## PROBLEM:
Would you copy every record exactly as it stands and drop the pictures?

==== RECORDS SUPPLIED ====

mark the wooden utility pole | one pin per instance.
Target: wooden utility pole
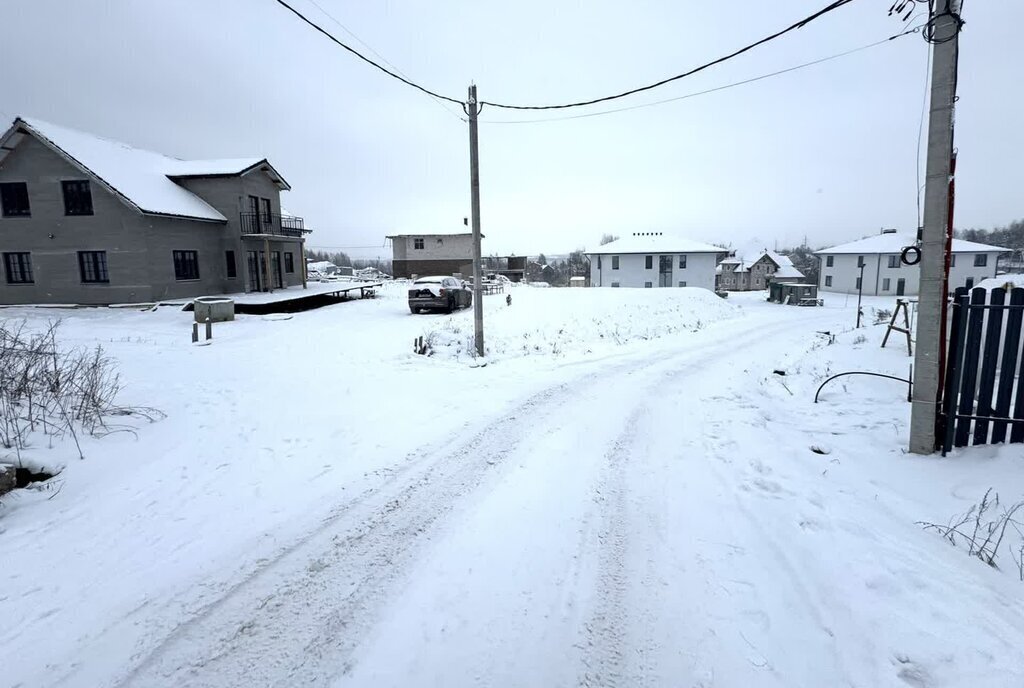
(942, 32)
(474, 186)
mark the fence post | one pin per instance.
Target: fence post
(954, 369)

====

## EXERCISE OUTPUT:
mark the wooden utility pole | one pin per instance.
Target: wooden utility pole
(942, 32)
(474, 186)
mark the fence post | one pin per instance.
Target: fence post
(954, 369)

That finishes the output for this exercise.